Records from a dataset

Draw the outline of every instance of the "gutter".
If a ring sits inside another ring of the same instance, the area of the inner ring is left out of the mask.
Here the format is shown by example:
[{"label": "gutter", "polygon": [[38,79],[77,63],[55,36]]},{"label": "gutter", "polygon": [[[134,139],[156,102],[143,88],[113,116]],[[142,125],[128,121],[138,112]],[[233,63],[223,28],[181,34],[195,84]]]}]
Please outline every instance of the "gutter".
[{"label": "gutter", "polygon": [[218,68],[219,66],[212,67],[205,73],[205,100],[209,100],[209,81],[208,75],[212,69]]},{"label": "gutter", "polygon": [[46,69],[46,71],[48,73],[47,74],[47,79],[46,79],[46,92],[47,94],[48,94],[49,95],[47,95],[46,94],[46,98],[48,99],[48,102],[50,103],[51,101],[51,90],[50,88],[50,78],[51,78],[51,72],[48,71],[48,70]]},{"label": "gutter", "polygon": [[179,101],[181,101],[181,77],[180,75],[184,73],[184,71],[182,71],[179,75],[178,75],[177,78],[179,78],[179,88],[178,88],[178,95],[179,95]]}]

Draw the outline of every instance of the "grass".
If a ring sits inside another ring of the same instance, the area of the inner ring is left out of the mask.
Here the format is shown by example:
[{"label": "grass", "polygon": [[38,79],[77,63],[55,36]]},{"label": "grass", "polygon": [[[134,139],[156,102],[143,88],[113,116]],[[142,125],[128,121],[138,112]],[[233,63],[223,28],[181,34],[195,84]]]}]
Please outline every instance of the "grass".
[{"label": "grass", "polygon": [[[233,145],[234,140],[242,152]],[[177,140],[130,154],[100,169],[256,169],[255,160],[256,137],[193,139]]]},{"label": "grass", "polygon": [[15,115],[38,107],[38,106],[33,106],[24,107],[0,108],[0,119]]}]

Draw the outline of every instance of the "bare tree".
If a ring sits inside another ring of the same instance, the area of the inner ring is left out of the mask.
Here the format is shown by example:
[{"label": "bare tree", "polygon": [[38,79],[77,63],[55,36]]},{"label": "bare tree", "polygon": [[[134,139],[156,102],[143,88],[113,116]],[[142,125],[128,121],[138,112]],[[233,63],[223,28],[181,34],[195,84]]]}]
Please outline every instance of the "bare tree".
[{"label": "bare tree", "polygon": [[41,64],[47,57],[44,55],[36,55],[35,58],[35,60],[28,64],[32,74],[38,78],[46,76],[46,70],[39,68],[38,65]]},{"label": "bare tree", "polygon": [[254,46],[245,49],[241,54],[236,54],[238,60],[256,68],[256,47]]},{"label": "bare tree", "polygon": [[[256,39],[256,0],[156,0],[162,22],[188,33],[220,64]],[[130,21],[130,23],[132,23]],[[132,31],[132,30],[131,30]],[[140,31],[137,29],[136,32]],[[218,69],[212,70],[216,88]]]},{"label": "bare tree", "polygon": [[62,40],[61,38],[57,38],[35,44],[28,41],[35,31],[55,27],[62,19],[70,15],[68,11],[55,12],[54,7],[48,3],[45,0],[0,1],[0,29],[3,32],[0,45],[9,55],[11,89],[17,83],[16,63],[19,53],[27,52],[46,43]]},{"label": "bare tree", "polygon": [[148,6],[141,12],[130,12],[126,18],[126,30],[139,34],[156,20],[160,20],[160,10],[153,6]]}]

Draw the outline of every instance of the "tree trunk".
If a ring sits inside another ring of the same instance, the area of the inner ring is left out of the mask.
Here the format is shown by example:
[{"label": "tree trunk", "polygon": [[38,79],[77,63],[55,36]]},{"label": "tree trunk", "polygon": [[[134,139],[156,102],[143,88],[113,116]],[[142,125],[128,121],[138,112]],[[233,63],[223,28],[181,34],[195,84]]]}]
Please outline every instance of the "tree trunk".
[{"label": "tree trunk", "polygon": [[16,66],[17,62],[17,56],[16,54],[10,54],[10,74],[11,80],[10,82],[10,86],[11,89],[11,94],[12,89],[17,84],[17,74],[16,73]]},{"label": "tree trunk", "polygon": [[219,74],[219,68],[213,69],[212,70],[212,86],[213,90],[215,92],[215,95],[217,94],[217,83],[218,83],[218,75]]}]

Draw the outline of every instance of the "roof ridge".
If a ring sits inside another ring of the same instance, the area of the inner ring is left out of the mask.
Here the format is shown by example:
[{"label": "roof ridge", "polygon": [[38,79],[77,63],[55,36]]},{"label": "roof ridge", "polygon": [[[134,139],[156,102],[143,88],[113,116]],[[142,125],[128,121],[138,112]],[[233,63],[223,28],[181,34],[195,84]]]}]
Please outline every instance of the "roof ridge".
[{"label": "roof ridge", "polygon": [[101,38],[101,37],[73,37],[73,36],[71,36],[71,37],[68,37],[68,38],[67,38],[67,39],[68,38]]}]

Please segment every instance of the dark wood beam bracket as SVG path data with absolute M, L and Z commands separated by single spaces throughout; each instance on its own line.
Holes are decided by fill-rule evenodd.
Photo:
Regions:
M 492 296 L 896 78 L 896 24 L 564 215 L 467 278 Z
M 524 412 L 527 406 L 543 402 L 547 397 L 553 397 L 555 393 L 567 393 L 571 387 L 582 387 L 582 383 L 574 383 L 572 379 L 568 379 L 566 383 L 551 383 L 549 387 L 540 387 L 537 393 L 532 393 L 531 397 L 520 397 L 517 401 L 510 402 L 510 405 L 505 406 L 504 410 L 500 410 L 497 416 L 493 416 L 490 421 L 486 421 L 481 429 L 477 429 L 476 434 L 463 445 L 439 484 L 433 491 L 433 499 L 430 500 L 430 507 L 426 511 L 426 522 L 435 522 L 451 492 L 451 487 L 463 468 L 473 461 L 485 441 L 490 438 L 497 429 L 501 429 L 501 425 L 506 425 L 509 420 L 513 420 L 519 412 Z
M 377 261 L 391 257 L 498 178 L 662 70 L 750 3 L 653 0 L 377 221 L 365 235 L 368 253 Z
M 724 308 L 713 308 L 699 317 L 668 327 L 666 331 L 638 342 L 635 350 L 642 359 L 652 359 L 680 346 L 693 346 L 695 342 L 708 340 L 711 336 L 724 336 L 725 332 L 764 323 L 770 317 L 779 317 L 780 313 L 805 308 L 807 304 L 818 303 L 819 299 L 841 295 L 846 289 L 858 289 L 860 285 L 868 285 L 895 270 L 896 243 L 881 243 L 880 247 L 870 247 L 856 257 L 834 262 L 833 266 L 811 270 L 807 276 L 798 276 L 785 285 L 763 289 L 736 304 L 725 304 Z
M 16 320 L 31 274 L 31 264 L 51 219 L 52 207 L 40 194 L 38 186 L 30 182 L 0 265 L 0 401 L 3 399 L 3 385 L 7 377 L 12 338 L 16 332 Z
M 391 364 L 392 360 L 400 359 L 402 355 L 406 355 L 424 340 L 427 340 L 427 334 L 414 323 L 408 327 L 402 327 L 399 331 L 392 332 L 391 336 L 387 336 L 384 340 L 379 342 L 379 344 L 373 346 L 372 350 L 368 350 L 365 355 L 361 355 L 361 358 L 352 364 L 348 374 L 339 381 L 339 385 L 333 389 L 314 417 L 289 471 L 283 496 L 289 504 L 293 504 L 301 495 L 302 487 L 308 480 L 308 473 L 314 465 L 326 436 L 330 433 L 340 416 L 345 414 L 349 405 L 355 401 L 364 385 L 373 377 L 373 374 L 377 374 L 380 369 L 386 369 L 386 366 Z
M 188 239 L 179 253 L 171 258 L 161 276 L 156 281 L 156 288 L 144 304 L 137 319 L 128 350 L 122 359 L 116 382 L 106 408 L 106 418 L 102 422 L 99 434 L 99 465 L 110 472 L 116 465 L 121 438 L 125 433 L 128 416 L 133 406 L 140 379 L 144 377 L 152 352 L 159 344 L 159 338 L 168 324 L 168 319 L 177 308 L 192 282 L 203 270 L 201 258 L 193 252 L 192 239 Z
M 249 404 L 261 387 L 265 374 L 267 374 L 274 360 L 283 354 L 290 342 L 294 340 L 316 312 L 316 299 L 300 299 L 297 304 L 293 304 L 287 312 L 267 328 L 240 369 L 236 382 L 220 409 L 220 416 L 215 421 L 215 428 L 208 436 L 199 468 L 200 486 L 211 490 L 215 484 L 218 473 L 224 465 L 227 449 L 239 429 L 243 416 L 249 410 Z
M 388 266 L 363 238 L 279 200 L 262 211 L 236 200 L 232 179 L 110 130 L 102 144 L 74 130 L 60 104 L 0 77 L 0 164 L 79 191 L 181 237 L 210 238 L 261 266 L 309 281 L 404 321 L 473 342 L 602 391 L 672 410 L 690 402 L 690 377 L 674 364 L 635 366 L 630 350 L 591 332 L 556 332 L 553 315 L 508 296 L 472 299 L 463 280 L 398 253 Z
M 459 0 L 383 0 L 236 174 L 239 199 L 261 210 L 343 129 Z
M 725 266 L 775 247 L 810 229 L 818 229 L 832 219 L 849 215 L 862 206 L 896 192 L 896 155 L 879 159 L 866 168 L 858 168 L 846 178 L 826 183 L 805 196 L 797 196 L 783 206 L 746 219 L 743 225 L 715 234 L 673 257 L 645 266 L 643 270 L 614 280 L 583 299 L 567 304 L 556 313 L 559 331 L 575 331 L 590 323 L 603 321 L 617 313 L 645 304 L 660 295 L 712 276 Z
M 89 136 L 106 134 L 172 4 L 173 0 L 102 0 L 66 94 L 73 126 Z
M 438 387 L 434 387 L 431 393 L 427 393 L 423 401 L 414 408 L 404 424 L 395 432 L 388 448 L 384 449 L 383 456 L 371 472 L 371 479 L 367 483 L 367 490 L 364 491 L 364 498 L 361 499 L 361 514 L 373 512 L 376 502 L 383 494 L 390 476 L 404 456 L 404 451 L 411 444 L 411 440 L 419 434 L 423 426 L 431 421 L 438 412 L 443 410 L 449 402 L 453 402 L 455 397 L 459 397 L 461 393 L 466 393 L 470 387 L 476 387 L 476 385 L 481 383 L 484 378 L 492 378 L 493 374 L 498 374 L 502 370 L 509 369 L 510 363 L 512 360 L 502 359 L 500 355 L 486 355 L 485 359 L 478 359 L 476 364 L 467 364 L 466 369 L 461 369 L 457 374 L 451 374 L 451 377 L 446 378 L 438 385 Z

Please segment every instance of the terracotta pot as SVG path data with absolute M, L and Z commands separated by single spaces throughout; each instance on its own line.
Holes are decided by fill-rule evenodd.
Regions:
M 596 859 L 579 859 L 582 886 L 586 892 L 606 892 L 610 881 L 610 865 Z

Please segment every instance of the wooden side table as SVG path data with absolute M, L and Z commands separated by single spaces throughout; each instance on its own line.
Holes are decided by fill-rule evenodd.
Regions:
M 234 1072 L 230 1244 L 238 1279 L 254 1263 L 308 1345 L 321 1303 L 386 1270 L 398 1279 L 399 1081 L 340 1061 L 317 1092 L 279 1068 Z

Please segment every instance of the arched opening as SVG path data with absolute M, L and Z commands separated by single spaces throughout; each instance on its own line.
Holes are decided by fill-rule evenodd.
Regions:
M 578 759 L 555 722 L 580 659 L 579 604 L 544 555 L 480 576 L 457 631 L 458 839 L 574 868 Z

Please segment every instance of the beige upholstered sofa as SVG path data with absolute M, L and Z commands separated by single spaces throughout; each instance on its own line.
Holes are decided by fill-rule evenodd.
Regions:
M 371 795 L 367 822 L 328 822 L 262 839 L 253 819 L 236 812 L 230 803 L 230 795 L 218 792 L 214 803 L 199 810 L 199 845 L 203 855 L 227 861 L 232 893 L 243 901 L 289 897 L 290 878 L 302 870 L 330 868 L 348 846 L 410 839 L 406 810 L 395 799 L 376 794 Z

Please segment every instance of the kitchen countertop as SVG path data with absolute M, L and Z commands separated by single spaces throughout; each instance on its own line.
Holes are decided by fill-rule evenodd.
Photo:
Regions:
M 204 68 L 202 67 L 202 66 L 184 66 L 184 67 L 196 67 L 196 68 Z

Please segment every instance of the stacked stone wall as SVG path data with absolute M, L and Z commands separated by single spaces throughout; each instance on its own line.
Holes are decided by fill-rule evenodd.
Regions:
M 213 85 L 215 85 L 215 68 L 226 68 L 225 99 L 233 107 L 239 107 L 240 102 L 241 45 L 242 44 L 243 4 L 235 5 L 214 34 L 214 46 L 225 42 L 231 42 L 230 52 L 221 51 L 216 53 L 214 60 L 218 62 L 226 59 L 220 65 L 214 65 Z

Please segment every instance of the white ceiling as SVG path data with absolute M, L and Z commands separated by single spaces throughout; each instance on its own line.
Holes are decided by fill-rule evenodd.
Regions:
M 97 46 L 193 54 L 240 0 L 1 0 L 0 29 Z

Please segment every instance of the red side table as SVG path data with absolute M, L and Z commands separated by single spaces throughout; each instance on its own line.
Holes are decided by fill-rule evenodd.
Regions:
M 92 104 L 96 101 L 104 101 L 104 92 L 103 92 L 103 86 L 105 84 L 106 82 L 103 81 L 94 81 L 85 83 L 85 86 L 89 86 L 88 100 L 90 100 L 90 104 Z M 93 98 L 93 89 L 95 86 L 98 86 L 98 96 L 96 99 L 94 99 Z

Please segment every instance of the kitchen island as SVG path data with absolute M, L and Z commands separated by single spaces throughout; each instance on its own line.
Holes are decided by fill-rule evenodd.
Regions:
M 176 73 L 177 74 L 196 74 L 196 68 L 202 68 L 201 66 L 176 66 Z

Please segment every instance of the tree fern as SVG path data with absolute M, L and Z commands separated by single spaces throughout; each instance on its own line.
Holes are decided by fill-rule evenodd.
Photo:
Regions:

Task to complete>
Copy out the part of the material that opens with the line containing "Please segment every instance of the white" and closes with the line containing "M 97 46 L 193 54 L 240 0 L 1 0 L 0 29 Z", keeping both of those lines and changing nothing.

Expected answer>
Please segment every instance of the white ceiling as SVG path data with absolute M, L and Z commands separated by single spaces throughout; each instance on its own line.
Holes are decided by fill-rule evenodd.
Regions:
M 97 46 L 193 54 L 240 0 L 1 0 L 0 29 Z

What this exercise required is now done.